> [Available data]
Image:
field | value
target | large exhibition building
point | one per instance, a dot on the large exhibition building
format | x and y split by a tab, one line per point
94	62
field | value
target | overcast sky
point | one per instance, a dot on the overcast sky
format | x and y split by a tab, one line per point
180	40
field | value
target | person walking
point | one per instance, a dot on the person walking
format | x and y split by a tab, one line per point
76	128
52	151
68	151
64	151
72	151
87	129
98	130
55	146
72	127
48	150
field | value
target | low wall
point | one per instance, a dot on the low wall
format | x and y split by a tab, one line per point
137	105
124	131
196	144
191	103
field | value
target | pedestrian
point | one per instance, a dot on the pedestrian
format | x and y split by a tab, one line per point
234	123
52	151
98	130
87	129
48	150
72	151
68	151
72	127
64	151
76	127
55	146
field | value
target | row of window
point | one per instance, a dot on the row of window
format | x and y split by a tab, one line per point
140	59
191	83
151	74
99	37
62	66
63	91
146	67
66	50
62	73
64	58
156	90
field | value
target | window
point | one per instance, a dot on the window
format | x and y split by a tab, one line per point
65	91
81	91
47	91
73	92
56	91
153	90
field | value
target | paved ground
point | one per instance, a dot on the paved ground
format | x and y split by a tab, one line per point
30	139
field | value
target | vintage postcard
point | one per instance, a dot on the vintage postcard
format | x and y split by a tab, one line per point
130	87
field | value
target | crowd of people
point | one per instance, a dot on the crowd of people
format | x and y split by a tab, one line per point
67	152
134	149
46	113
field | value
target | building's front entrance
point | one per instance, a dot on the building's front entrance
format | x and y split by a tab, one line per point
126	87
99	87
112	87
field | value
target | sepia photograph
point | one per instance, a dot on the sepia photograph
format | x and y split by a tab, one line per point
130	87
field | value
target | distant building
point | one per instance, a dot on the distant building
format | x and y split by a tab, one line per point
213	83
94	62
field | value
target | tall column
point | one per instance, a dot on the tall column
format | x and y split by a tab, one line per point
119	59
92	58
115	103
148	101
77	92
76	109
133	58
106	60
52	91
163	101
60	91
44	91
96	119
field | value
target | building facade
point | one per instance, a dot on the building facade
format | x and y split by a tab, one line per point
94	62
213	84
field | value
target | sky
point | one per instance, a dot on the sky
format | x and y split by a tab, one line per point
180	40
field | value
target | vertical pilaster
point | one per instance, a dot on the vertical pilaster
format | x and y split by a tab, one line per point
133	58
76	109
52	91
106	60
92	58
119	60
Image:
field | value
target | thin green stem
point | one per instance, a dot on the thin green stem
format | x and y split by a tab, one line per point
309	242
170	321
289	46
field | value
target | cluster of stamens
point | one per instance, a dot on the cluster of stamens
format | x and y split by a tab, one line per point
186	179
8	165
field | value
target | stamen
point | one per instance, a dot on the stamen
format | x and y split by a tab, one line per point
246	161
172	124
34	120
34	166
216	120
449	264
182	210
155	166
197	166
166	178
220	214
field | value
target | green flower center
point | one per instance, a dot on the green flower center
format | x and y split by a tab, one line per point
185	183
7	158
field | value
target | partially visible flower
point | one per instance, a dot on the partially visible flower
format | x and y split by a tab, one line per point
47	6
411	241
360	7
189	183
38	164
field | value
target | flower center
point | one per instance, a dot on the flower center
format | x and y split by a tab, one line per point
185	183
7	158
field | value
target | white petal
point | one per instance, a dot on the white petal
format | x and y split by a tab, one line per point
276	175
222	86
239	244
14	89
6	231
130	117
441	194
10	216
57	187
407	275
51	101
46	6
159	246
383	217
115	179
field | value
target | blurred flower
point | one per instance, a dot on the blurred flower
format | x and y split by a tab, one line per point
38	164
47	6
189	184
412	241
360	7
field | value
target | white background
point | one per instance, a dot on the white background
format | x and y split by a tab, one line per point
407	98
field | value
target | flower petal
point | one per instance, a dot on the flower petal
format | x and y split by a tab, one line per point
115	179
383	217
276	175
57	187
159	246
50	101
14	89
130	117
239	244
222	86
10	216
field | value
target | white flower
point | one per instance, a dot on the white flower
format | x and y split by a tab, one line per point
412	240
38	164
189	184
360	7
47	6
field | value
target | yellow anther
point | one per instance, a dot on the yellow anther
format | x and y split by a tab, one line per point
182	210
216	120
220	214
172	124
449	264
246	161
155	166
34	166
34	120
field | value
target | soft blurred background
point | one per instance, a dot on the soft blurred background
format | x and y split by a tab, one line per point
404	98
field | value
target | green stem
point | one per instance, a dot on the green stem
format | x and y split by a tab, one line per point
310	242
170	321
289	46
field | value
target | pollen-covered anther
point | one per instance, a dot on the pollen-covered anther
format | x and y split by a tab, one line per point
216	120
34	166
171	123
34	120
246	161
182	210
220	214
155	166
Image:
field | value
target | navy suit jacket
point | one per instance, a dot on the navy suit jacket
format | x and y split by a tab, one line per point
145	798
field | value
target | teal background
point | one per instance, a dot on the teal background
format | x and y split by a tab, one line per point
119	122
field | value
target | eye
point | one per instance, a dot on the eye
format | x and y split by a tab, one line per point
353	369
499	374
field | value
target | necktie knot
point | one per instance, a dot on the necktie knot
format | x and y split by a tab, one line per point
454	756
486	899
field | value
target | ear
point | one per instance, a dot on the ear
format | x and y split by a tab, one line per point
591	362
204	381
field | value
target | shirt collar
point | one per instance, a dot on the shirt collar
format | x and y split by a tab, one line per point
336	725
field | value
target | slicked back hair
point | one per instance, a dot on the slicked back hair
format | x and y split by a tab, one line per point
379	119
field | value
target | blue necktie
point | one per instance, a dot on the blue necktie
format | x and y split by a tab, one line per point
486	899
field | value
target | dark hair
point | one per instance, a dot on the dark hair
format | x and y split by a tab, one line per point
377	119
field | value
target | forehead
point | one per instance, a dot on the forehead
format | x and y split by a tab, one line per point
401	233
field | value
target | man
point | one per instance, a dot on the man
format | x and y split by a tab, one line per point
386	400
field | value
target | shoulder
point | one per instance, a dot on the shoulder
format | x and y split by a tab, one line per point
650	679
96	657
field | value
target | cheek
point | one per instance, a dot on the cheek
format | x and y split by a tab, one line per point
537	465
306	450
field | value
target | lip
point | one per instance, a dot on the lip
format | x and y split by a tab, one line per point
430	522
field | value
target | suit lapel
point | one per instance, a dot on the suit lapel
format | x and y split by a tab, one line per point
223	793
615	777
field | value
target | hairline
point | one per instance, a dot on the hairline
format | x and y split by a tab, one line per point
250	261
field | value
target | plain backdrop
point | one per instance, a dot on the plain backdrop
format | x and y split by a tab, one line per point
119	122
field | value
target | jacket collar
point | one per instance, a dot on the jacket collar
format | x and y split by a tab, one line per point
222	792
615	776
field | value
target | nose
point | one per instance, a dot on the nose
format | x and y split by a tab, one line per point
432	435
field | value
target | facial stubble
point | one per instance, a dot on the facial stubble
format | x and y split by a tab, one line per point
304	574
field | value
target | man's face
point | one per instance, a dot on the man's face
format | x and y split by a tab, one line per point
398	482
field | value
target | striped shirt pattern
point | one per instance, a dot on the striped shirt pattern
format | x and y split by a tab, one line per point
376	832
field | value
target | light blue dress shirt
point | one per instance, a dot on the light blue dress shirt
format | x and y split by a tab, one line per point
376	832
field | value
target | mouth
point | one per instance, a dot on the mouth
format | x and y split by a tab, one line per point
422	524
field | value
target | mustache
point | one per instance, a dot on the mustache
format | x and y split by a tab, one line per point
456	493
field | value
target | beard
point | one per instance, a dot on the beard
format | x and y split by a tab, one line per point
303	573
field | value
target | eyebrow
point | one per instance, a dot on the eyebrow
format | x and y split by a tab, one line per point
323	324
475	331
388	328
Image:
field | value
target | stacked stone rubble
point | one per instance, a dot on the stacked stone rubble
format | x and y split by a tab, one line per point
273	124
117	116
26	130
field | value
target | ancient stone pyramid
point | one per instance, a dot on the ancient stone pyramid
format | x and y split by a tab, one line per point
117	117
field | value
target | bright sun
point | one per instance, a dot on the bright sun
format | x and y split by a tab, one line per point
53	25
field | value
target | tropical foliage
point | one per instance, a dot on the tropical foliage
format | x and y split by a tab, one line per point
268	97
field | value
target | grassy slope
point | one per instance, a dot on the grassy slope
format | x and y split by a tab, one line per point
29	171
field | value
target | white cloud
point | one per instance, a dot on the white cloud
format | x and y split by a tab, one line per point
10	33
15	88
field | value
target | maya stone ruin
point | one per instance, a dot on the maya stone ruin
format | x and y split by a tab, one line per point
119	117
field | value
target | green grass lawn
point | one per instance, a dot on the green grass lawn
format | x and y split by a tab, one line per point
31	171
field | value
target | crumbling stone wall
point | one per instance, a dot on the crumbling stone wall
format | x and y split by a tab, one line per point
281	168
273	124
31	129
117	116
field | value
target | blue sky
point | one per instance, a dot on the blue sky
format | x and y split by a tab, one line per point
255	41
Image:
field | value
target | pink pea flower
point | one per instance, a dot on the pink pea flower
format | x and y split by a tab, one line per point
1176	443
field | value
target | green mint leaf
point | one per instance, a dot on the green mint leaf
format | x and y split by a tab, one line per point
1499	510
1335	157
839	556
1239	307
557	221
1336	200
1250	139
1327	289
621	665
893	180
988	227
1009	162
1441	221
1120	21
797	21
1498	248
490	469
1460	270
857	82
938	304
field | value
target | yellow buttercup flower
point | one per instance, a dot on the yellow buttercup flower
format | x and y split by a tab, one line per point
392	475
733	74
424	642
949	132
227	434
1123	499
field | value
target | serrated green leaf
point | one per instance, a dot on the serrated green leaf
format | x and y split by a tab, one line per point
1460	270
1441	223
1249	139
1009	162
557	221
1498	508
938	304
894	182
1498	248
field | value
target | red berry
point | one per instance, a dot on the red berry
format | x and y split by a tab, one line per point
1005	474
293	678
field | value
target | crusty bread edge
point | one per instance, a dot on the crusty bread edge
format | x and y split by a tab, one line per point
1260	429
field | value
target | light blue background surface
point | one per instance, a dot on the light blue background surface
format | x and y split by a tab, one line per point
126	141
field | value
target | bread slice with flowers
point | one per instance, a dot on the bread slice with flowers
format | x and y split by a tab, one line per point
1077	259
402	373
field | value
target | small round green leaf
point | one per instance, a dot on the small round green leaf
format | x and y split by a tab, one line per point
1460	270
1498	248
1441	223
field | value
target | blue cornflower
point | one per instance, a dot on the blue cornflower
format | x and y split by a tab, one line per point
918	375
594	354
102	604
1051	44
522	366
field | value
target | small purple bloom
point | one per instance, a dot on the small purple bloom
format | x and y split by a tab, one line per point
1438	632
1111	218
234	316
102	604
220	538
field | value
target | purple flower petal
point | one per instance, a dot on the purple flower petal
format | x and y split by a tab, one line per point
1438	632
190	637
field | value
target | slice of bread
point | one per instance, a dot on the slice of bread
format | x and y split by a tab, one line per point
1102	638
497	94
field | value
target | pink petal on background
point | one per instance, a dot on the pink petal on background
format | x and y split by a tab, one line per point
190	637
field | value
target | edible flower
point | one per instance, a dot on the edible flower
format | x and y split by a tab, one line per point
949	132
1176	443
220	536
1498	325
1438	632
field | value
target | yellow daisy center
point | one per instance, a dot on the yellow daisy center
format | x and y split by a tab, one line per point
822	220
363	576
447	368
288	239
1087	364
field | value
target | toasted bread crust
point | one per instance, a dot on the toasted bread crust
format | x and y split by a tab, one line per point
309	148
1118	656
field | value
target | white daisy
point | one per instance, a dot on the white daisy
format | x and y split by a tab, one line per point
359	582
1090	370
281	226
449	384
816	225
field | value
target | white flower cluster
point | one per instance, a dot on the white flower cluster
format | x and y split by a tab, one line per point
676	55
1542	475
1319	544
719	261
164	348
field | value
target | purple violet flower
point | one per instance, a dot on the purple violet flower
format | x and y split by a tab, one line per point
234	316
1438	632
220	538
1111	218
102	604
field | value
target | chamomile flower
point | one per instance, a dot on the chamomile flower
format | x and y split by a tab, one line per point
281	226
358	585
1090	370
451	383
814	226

> [Your task] Your reply should hold only the lines from the first line of the records through the one with "point | one per instance, a dot on the person", reproduced word for word.

> [Solution to the exercise]
Image:
field | value
target | large exhibition building
point | one per instance, a dot on the large exhibition building
format | x and y split by a tab, one line per point
94	62
field | value
target | overcast sky
point | one per instance, a dot on the overcast sky
format | x and y split by a tab, one line per point
180	40
field | value
target | person walking
point | one per instance, a dot on the person walking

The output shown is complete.